Brain CT Scan Shows the Right Temporal and Insular Lobe Contusions (A) Due to Posterior Displacement of the Avulsed Sphenoid Wing (B)
Figure 2. Brain CT Scan Shows the Right Temporal and Insular Lobe Contusions (A) Due to Posterior Displacement of the Avulsed Sphenoid Wing (B)

Early and delayed (a 2-week interval) brain CT angiography showed no traumatic cerebrovascular injury, which was confirmed via digital subtraction angiography (DSA) 10 days later. In addition to standard treatments for traumatic brain injury, the patient received a short-term treatment with tapering doses of oral corticosteroids for his third nerve palsy (prednisolone started at 30 mg/day and tapered by 5 mg/day). Pupillary reactions and blurred vision started to recover about 10 days after admission, and full recovery was achieved after 1 week.

3. Discussion

Isolated third nerve palsy following mild to severe head injury has been reported by several researchers, whereas the occurrence of peripheral third nerve palsy after blunt head injury is a rare event (1). Solomons et al. (2) reported a 1.2% incidence of isolated direct third nerve palsy among 2100 patients with head injury during 12 years. They showed that direct injury to the third cranial nerve is much less common than indirect injury due to an expanding hematoma. Memon and Paine (3) reported an incidence of 1.1% for direct third nerve palsy among 1100 cases of head injury over 10 years. No cases of isolated third nerve palsy were reported following mild head injury in these studies.

Moreover, Tiffin et al. (4) performed a retrospective study on the etiology of acquired third, fourth, and sixth cranial nerve palsies over 9 years. They found no cases of isolated third nerve palsy attributable to trauma. In a larger retrospective study on 4176 cases of acquired third, fourth, and sixth cranial nerve palsies over 40 years, Richards et al. (5) reported an incidence of 15% for isolated third nerve palsy attributable to head trauma. They also reported that trauma is the most common cause of fourth nerve palsy, which can occur after apparently trivial head traumas, probably because of its long intracranial course and very slender connection to the brain stem.

The fibers of the third nerve are normally arranged in a way that the parasympathetic fibers of pupil are located at the periphery, and the somatic motor axons of the extraocular muscles are located at the center of the nerve. The mechanisms proposed for traumatic third nerve palsy include injury at its exit site from the brainstem (1-5), compression at the tentorial notch due to brain herniation (indirect injury), and injury at the superior orbital fissure (1-5).

________________

- PROBLEMS TO WORK ON
(1) Answer these questions from the case report on traumatic third nerve palsy:
(a) At what daily dose was prednisolone started, and by how much was it tapered each day?
(b) What incidence of isolated direct third nerve palsy did Solomons et al. report, and among how many patients?
(c) Where in the third nerve are the parasympathetic fibers of the pupil normally located?
(2) Carry on the case report on traumatic third nerve palsy, starting after its last sentence.

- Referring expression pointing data
________________

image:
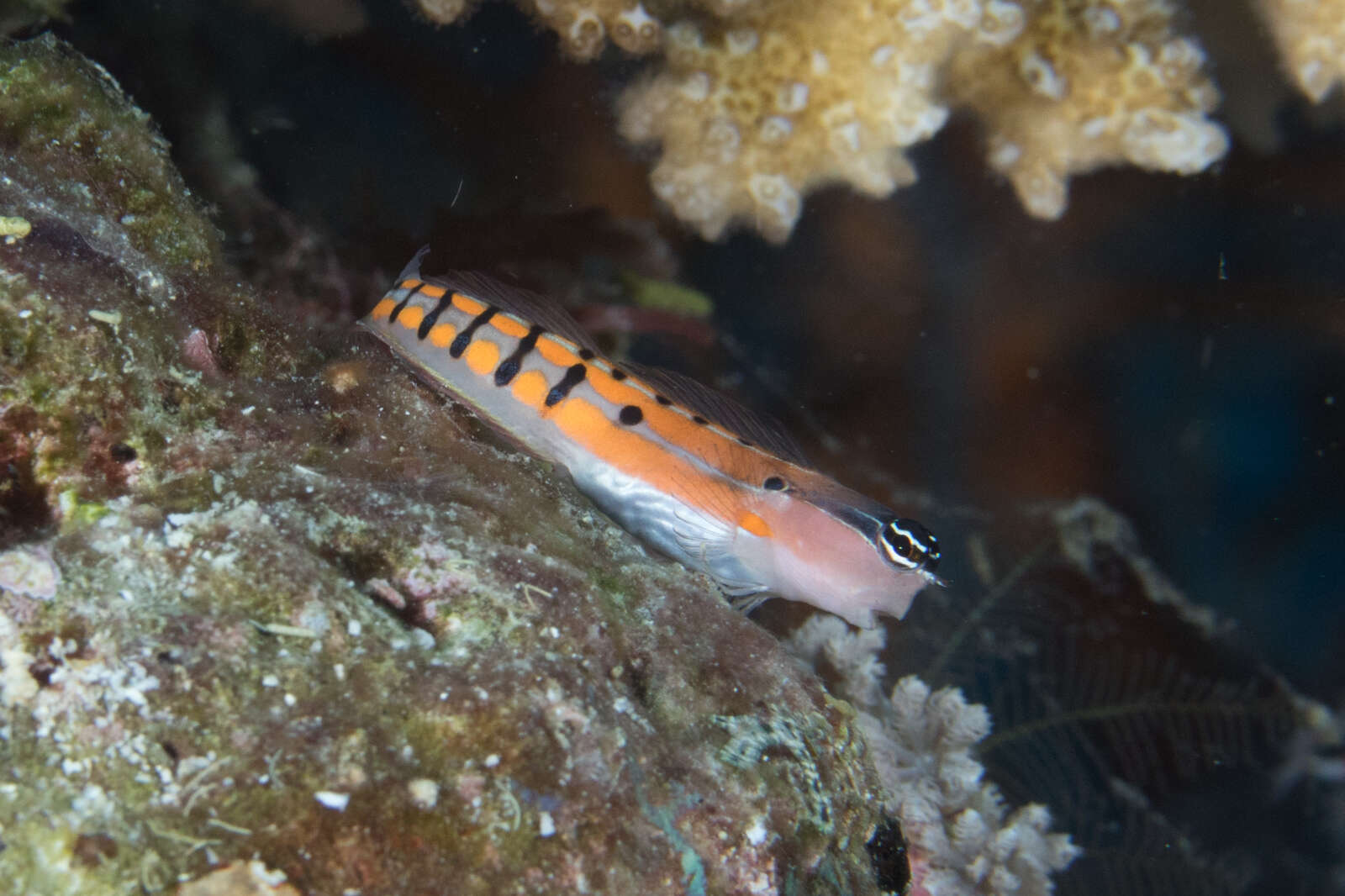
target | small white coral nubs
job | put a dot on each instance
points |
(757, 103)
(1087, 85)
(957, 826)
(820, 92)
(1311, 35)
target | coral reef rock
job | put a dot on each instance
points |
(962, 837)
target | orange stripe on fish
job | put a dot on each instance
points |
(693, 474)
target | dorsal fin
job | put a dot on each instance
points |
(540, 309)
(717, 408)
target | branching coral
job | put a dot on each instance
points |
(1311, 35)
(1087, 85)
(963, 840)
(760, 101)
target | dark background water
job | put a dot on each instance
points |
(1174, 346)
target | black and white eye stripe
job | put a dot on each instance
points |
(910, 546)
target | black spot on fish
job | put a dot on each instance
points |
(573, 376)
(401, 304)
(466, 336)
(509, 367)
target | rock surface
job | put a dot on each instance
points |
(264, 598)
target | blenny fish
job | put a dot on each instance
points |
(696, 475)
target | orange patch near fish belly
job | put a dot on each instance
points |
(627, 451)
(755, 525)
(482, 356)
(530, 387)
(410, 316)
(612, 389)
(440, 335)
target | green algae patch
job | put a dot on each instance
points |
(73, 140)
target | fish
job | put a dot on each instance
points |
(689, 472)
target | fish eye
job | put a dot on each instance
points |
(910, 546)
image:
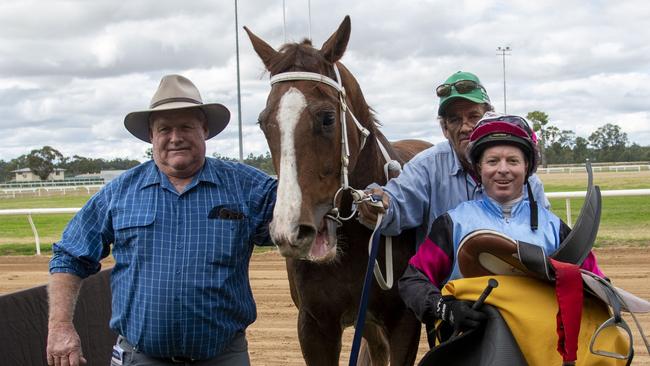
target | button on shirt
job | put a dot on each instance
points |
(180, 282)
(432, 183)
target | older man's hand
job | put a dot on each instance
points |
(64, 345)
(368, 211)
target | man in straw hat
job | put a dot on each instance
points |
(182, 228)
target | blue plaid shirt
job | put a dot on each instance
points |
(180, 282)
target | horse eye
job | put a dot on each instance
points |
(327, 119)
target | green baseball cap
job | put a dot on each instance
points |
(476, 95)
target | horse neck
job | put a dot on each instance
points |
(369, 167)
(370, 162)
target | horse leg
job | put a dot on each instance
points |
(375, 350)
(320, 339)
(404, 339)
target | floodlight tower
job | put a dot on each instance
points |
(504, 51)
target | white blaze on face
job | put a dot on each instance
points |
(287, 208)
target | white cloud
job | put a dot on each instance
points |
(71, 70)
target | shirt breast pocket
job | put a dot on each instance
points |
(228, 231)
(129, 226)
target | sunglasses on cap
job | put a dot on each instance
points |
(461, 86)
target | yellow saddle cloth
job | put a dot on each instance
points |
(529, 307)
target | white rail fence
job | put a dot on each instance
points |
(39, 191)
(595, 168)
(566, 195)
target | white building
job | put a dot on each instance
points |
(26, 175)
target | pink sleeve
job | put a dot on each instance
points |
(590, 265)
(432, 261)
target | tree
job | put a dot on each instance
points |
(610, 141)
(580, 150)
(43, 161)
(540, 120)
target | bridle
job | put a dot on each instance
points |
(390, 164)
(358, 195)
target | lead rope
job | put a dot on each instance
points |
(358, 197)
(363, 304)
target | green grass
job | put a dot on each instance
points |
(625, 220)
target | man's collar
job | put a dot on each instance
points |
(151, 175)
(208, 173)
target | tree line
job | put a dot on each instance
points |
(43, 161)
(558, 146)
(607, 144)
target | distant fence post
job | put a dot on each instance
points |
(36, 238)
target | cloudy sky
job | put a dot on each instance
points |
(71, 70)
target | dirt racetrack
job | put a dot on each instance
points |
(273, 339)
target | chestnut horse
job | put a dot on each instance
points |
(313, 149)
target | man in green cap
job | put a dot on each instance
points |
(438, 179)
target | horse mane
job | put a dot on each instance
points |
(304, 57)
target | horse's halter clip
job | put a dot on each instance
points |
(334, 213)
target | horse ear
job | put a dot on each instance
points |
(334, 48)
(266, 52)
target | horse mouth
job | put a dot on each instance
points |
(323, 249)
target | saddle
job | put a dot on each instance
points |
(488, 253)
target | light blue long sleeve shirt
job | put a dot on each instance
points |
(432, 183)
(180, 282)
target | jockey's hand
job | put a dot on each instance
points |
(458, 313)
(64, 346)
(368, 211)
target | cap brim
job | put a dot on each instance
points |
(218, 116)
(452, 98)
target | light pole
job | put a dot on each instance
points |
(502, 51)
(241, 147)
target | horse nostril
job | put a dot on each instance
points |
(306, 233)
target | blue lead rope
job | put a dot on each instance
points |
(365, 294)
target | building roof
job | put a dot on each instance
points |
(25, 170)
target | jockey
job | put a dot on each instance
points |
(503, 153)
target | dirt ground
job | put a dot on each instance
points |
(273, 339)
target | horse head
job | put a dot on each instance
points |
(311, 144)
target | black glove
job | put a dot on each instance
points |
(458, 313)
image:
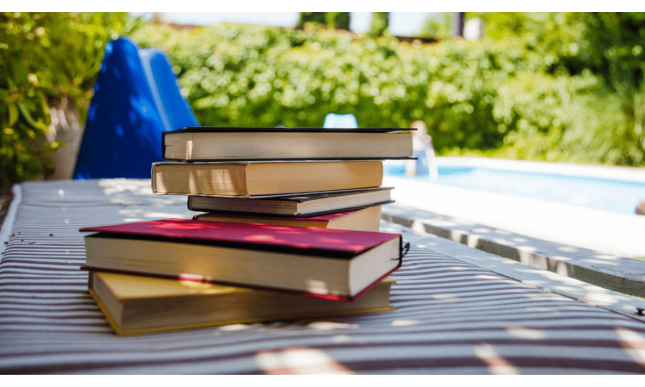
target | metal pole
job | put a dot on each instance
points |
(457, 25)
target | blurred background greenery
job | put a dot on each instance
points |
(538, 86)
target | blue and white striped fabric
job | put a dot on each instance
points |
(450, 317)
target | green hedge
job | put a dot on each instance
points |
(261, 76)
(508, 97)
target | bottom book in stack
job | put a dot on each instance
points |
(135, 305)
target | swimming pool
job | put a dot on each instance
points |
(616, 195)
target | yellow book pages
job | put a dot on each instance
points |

________________

- TASK RESULTS
(1)
(a) It was started at 30 mg/day and tapered by 5 mg/day.
(b) They reported an incidence of 1.2% among 2100 patients with head injury.
(c) They are located at the periphery of the nerve.

(2)
Nevertheless, the underlying mechanism responsible for isolated peripheral third nerve palsy, similar to our case, has not been discussed so far. One possible explanation could be traumatic aneurysm of the posterior communicating artery, while normal brain CT angiography and delayed DSA ruled out this mechanism in our patient. Another possible mechanism could be transmission of decelerating and traction forces to the content of the superior orbital fissure (SOF) after the initial impact (1). This mechanism also seems unlikely in our case, as the third, fourth, and sixth cranial nerves are located in close vicinity to each other at the anterior end of cavernous sinus and SOF, and isolated injury of the third nerve is not a common finding in lesions of this region.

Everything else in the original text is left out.